** Opening SUPPLIED DATA block **

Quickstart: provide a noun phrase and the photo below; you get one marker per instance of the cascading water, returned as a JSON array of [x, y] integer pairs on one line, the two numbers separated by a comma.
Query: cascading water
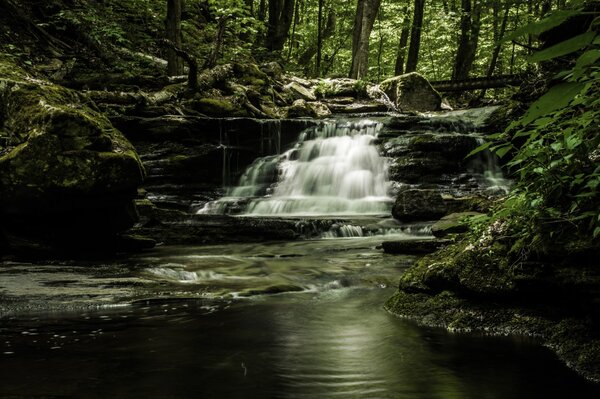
[[487, 165], [333, 169]]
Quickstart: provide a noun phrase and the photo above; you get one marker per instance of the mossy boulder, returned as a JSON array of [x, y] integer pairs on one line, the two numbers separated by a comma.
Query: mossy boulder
[[312, 109], [65, 169], [412, 92], [218, 107], [481, 284], [454, 223], [419, 204]]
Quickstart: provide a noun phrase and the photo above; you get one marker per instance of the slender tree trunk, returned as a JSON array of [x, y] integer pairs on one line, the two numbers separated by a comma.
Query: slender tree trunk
[[319, 39], [415, 36], [281, 13], [262, 10], [173, 34], [295, 24], [498, 36], [250, 6], [366, 12], [380, 47], [311, 49], [467, 48], [399, 67]]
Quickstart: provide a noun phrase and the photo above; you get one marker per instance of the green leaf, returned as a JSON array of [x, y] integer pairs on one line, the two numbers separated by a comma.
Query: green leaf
[[563, 48], [588, 58], [501, 151], [557, 97], [552, 21]]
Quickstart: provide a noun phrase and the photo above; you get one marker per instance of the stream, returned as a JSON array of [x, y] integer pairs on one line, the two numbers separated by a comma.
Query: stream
[[286, 319], [196, 322]]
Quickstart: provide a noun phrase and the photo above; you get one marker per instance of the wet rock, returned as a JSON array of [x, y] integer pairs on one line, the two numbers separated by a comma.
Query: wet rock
[[218, 107], [413, 247], [482, 284], [357, 108], [419, 204], [299, 92], [411, 92], [454, 223], [67, 175], [301, 108], [340, 87]]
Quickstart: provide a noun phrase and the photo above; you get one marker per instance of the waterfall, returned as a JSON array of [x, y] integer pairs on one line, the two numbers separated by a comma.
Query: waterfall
[[333, 169], [486, 163]]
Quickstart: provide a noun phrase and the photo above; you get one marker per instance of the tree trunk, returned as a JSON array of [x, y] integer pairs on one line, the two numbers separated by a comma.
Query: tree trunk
[[212, 59], [498, 36], [281, 13], [366, 12], [469, 37], [415, 36], [262, 10], [250, 6], [319, 39], [310, 51], [399, 67], [173, 34], [296, 21]]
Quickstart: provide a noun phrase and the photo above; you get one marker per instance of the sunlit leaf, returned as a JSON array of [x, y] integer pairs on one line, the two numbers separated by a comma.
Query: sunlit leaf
[[552, 21], [565, 47], [557, 97]]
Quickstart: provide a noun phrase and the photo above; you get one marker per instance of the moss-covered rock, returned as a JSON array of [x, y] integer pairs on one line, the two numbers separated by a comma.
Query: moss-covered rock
[[312, 109], [65, 169], [219, 107], [411, 92], [480, 284], [454, 223]]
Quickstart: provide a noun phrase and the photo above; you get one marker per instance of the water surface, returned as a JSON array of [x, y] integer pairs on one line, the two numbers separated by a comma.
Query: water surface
[[197, 322]]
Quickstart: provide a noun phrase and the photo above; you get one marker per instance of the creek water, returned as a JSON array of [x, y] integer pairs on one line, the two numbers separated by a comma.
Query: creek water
[[197, 322], [332, 169], [301, 319]]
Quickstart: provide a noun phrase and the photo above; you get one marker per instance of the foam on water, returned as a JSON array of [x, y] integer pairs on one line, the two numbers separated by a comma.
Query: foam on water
[[333, 169]]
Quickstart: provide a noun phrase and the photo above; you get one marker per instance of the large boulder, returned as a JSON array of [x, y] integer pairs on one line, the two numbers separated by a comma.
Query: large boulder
[[312, 109], [299, 92], [419, 204], [67, 176], [411, 92]]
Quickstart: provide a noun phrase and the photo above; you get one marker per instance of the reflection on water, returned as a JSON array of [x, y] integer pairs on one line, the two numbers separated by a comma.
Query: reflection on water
[[334, 344], [188, 330]]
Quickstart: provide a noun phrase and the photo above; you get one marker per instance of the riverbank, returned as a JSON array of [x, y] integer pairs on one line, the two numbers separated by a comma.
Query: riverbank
[[476, 285]]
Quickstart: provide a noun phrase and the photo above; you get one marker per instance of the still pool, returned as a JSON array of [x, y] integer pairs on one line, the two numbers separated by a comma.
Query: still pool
[[279, 320]]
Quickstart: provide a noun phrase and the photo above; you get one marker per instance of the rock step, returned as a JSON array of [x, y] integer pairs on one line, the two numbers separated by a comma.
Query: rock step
[[414, 247]]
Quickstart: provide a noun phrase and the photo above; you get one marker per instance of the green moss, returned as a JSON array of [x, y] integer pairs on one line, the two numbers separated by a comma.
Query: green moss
[[61, 145], [215, 107]]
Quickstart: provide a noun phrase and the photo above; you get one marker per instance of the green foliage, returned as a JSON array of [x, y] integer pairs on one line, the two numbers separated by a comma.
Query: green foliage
[[555, 151]]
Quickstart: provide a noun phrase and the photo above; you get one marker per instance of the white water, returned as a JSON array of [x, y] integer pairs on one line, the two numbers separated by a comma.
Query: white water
[[333, 169], [487, 164]]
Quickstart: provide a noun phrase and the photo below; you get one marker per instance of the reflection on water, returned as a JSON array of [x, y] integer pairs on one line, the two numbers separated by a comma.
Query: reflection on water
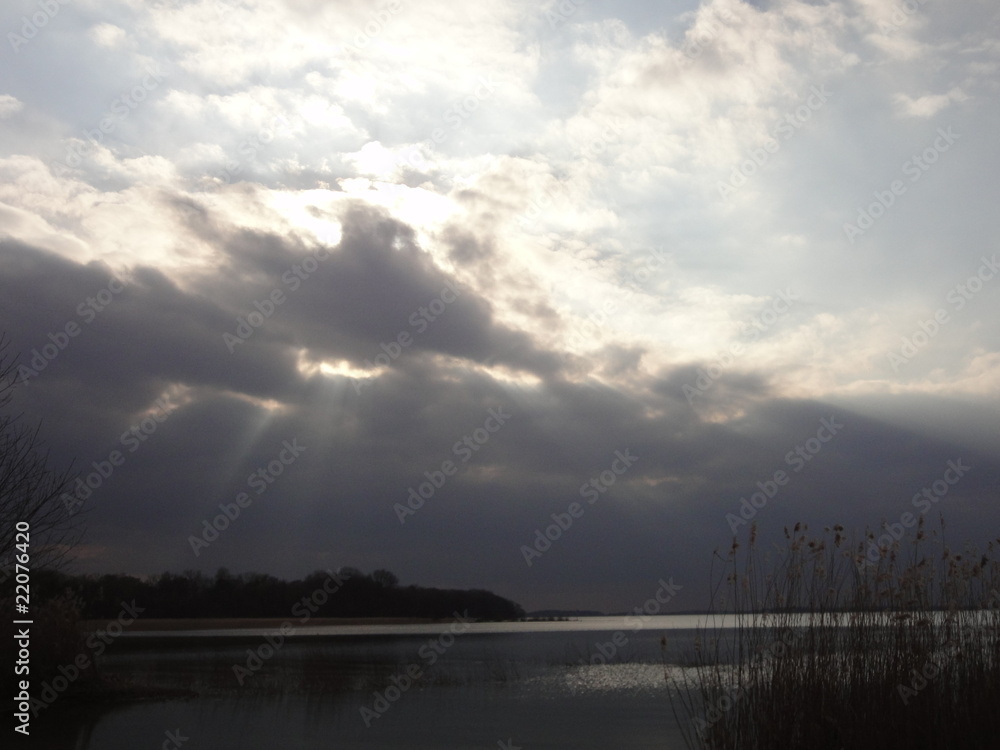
[[538, 687]]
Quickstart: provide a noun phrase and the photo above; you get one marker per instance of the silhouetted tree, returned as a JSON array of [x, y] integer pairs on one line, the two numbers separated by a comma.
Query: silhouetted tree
[[30, 489]]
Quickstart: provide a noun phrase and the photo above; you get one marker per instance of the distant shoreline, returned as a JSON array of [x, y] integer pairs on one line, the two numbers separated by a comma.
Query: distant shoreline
[[249, 623]]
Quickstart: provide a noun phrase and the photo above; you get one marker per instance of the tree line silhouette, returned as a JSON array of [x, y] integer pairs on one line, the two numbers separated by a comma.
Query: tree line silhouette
[[346, 593]]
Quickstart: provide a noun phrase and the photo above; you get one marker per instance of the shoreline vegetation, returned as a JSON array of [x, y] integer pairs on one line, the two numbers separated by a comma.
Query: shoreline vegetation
[[79, 618], [838, 644]]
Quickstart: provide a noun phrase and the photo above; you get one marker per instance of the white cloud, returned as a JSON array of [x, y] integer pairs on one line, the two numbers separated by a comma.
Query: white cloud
[[9, 106]]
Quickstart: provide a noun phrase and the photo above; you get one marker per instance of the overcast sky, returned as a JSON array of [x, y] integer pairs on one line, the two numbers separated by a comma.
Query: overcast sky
[[625, 255]]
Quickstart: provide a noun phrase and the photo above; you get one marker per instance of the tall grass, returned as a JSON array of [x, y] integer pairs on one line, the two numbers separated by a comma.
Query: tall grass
[[841, 644]]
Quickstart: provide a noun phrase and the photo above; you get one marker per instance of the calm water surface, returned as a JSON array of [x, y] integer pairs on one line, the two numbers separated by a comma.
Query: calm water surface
[[527, 685]]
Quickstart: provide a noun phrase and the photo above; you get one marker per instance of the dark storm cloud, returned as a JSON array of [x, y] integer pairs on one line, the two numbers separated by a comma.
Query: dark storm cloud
[[365, 450]]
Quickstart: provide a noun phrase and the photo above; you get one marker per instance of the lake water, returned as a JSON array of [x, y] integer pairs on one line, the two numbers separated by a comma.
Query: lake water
[[590, 683]]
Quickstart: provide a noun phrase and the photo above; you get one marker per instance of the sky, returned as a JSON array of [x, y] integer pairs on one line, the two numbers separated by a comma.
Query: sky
[[530, 297]]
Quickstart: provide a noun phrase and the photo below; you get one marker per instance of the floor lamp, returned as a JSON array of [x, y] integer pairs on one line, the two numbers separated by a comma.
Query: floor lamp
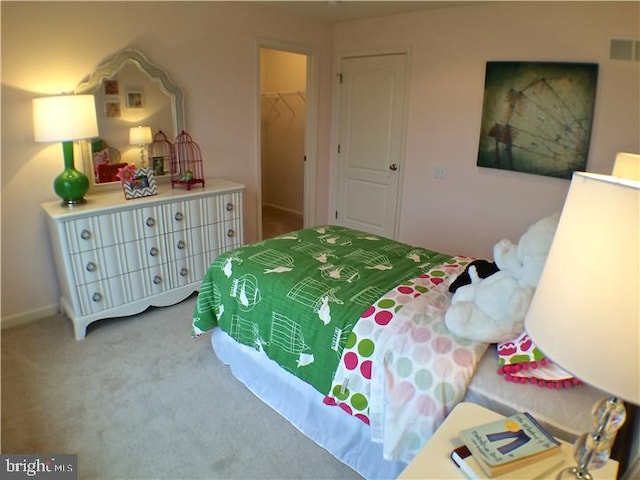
[[585, 312]]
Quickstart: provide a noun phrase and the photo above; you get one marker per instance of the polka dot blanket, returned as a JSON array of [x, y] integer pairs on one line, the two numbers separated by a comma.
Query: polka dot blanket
[[401, 370]]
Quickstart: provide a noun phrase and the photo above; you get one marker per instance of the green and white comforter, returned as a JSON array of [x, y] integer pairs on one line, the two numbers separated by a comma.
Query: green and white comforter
[[297, 297]]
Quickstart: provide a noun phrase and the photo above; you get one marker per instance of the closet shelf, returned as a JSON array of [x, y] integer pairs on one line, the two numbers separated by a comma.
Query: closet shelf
[[274, 97]]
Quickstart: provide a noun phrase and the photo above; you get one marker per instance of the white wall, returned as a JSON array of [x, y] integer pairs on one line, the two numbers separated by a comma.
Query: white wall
[[210, 49], [469, 211]]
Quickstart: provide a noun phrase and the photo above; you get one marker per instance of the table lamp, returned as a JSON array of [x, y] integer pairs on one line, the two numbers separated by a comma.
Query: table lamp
[[585, 312], [140, 136], [627, 165], [65, 118]]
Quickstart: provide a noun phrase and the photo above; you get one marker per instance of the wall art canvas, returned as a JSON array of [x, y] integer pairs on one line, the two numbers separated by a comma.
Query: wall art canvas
[[537, 117]]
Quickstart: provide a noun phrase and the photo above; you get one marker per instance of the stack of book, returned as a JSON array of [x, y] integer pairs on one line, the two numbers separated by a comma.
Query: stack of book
[[514, 447]]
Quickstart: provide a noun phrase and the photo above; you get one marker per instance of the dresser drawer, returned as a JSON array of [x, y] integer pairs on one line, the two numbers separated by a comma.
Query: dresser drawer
[[98, 296]]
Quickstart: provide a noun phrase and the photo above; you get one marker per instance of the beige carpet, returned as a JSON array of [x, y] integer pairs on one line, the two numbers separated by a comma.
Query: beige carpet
[[140, 399]]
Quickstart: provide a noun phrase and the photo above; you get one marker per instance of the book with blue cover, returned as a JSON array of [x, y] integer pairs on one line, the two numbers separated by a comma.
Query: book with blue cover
[[503, 445], [545, 468]]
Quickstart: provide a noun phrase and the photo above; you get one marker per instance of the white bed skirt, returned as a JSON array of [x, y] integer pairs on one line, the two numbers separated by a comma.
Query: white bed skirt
[[345, 437], [565, 412]]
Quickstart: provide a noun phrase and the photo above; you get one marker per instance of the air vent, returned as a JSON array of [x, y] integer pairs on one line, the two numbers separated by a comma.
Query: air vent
[[625, 49]]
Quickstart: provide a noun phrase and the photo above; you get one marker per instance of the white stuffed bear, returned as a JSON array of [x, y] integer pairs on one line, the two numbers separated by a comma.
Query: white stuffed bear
[[492, 309], [526, 260]]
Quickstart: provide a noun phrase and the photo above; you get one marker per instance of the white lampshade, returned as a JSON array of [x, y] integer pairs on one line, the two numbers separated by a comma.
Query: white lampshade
[[585, 313], [64, 118], [627, 166], [140, 135]]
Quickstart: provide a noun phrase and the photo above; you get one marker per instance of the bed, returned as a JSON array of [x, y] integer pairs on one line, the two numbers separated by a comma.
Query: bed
[[342, 333]]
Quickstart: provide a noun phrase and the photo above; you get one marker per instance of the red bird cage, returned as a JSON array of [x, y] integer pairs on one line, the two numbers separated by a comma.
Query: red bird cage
[[160, 153], [186, 162]]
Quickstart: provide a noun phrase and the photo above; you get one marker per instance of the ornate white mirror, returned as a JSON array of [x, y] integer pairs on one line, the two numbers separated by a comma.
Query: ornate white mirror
[[130, 92]]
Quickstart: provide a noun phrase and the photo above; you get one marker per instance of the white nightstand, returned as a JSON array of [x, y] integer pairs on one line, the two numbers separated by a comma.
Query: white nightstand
[[433, 461]]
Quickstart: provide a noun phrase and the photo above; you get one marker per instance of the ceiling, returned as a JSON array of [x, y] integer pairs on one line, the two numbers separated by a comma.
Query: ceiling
[[335, 11]]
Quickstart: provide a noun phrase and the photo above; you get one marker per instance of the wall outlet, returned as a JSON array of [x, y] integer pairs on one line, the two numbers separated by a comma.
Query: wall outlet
[[440, 171]]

** Closing SUPPLIED DATA block **

» **ACTIVITY**: Go through the records above and return every line that holds the string "below".

» **ANSWER BOX**:
Quickstart: provide a noun phrase and the photo below; you get one marker per instance of the cascading water, returned as a JSON array of [x, y] integer pairs on one line, the two numbers separated by a comma.
Quickstart: provide a noun phrase and the photo below; you get one marker per instance of the reflection on water, returned as a JSON array of [x, y] integer pairs on one line, the two numbers separated by a comma.
Quickstart: provide a noun phrase and the photo below; you get one marker per instance of the floor lamp, returned as a JSON array of [x, y] integer pairs on one line, the two numbers separated by a comma.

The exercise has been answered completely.